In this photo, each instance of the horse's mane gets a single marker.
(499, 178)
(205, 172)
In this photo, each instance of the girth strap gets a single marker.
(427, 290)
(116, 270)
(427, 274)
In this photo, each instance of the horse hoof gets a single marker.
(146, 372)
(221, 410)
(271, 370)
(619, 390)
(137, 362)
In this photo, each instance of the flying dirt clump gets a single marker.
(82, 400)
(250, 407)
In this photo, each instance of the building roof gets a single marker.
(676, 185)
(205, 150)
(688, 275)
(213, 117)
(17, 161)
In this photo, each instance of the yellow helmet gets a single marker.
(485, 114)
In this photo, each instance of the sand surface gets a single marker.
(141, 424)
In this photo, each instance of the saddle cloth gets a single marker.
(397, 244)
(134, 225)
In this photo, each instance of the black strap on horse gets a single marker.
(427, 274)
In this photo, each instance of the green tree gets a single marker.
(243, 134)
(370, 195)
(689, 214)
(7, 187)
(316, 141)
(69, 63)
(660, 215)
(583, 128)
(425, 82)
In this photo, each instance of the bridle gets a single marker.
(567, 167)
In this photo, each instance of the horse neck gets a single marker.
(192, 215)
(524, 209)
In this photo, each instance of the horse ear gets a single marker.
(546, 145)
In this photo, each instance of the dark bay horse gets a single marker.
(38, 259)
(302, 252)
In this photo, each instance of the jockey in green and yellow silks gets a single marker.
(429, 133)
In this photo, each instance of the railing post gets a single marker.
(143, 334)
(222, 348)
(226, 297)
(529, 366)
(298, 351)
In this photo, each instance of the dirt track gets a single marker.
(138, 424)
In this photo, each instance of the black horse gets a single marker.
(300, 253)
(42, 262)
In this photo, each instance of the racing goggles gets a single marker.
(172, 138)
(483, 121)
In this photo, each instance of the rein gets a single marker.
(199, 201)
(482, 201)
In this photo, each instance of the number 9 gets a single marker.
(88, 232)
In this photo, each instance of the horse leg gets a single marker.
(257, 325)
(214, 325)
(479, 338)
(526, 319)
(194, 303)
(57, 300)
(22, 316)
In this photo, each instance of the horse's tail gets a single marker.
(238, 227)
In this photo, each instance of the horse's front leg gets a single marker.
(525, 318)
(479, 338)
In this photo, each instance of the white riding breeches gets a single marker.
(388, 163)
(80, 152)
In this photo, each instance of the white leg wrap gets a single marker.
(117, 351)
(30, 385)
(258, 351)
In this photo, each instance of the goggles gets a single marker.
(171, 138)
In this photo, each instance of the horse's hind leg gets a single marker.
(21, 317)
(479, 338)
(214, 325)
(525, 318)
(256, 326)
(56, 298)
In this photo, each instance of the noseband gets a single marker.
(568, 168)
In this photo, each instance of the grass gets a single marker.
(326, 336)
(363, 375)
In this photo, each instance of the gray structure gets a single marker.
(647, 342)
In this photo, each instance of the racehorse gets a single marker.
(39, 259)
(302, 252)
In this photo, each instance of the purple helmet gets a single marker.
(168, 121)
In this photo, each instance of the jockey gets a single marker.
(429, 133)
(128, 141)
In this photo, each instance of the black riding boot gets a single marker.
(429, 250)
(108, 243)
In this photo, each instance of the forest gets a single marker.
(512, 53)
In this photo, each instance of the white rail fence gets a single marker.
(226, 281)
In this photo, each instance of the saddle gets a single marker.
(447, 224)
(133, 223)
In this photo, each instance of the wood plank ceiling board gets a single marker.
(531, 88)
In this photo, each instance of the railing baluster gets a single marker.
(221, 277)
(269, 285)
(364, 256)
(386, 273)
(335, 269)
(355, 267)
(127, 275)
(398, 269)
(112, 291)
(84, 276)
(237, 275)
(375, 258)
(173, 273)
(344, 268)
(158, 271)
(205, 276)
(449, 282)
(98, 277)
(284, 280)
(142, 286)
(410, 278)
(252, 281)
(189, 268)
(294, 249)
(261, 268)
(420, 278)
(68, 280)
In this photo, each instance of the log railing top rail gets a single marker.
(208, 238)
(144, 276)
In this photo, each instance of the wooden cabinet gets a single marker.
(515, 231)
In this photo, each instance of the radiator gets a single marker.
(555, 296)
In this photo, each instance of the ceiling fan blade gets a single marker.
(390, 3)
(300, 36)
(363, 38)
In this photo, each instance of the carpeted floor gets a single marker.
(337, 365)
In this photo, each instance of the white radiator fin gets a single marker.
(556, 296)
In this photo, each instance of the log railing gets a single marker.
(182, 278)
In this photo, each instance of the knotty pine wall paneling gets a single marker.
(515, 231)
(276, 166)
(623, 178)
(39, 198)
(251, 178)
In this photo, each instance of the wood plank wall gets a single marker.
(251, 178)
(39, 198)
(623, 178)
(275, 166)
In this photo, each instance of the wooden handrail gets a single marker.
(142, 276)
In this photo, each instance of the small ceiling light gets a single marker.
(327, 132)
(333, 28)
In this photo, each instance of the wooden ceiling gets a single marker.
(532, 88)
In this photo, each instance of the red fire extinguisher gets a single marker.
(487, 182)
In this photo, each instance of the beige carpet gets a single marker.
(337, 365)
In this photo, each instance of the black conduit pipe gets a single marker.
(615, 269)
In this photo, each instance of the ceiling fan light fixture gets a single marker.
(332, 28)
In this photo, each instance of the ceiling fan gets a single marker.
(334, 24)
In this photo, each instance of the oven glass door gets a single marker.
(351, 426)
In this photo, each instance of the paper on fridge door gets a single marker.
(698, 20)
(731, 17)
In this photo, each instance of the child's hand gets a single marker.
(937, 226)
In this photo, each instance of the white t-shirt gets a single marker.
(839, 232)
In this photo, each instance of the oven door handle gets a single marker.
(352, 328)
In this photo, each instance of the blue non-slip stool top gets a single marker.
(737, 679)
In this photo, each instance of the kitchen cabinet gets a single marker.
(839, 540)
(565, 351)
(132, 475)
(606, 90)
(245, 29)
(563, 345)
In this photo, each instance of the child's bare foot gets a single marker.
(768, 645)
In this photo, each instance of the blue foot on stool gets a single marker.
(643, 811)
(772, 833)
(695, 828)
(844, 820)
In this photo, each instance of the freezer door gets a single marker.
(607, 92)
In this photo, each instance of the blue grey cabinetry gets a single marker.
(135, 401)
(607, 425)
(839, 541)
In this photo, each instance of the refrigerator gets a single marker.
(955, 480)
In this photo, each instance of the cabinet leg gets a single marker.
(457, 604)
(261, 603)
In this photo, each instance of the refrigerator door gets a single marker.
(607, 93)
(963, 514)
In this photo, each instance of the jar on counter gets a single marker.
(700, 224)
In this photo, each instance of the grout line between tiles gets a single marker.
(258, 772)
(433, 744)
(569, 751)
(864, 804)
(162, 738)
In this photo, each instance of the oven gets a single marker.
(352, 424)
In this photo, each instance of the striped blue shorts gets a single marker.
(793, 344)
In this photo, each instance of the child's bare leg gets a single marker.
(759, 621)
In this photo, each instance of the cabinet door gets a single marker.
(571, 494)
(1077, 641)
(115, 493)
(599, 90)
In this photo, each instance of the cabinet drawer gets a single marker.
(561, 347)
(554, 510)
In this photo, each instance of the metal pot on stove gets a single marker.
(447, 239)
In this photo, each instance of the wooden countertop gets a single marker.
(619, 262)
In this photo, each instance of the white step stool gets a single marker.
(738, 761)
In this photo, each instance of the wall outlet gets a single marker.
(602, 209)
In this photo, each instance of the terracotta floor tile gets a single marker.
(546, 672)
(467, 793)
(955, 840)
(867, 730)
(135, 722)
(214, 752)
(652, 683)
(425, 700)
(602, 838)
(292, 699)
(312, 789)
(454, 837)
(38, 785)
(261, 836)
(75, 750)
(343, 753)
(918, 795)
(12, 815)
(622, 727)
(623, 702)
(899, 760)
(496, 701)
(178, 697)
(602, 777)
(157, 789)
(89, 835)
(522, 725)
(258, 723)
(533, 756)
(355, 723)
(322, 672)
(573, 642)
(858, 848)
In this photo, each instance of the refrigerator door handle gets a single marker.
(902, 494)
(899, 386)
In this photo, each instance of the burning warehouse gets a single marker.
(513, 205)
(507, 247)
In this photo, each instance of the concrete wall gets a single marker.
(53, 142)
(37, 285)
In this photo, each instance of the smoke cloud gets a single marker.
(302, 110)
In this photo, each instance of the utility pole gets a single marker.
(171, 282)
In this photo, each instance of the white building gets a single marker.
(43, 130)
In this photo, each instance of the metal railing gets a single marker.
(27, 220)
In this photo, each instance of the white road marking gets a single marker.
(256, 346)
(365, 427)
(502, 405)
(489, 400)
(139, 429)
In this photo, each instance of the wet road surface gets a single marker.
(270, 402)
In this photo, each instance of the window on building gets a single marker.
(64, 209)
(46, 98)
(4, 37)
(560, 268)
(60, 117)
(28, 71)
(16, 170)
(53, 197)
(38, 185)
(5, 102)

= = = = =

--- What this task involves ---
Copy exactly the lines from the one containing "In this photo, each instance of the metal pot" through the last line of the records, both included, and nothing else.

--- Written response ---
In this photo, each instance of the metal pot on stove gets a single marker.
(447, 239)
In this photo, each instance of the wooden countertop gets a single marker.
(619, 262)
In this photo, each instance of the white step stool gets a single marker.
(738, 761)
In this photo, each instance of the wall outlet gets a single marker.
(602, 209)
In this photo, each instance of the terracotta floor tile gets a single marker.
(546, 672)
(467, 793)
(955, 840)
(867, 730)
(135, 722)
(214, 752)
(652, 683)
(425, 700)
(602, 838)
(292, 699)
(312, 789)
(454, 837)
(38, 785)
(261, 836)
(75, 750)
(343, 753)
(918, 795)
(12, 815)
(622, 727)
(623, 702)
(899, 760)
(496, 701)
(178, 697)
(602, 777)
(157, 789)
(89, 835)
(522, 725)
(258, 723)
(533, 756)
(355, 723)
(322, 672)
(573, 642)
(858, 848)
In this photo, each instance of the refrigerator door handle gets a single marker.
(902, 494)
(899, 386)
In this photo, each instance of the burning warehouse gets a single marker.
(513, 205)
(507, 247)
In this photo, each instance of the concrete wall gets a single marker.
(53, 142)
(37, 285)
In this photo, each instance of the smoke cloud gets a single marker.
(302, 110)
In this photo, each instance of the utility pole gets a single marker.
(171, 282)
In this photo, each instance of the white building gets a single marker.
(43, 130)
In this photo, each instance of the metal railing gets a single marker.
(27, 220)
In this photo, each instance of the white road marking gets a single marker.
(256, 346)
(365, 427)
(502, 405)
(489, 400)
(139, 429)
In this photo, each instance of the wet road surface gets a single marker.
(270, 402)
In this photo, each instance of the window on building gets a single marker.
(64, 209)
(46, 98)
(4, 37)
(560, 268)
(60, 117)
(28, 71)
(16, 170)
(53, 197)
(38, 185)
(5, 102)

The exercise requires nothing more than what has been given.